TASK GOAL | Rewrite each of the entries below, substituting "chimney" for "roof" and leaving everything else unchanged. Leave the pictures out of your answer.

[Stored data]
——————

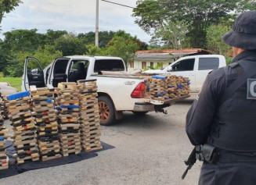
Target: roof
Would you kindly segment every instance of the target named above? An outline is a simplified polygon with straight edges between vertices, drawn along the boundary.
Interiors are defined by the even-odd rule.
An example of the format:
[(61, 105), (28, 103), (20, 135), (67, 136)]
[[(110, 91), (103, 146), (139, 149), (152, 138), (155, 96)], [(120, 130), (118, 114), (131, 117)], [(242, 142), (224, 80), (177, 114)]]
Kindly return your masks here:
[(141, 50), (137, 51), (136, 54), (142, 54), (142, 53), (198, 53), (198, 52), (205, 52), (210, 54), (210, 51), (201, 48), (187, 48), (187, 49), (162, 49), (162, 50)]
[(175, 58), (186, 55), (210, 54), (210, 52), (200, 48), (191, 49), (164, 49), (164, 50), (142, 50), (136, 52), (135, 61), (172, 61)]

——————

THE OUTPUT |
Target: chimney
Would you kindly segment every instance of the target named above? An outline is a simplified polygon with straight edges between vertices, drawn along the boundary.
Interiors are defined by the even-odd rule.
An example of the format:
[(61, 105), (28, 103), (20, 135), (67, 136)]
[[(110, 91), (103, 146), (139, 149), (152, 138), (155, 96)], [(120, 130), (118, 114), (131, 117)], [(242, 142), (224, 80), (177, 114)]]
Kindly return your masks here:
[(141, 50), (137, 51), (136, 54), (142, 54), (142, 53), (198, 53), (198, 52), (205, 52), (210, 54), (210, 51), (201, 48), (187, 48), (187, 49), (162, 49), (162, 50)]
[(175, 58), (186, 55), (210, 54), (210, 52), (200, 48), (191, 49), (164, 49), (164, 50), (142, 50), (136, 52), (135, 61), (172, 61)]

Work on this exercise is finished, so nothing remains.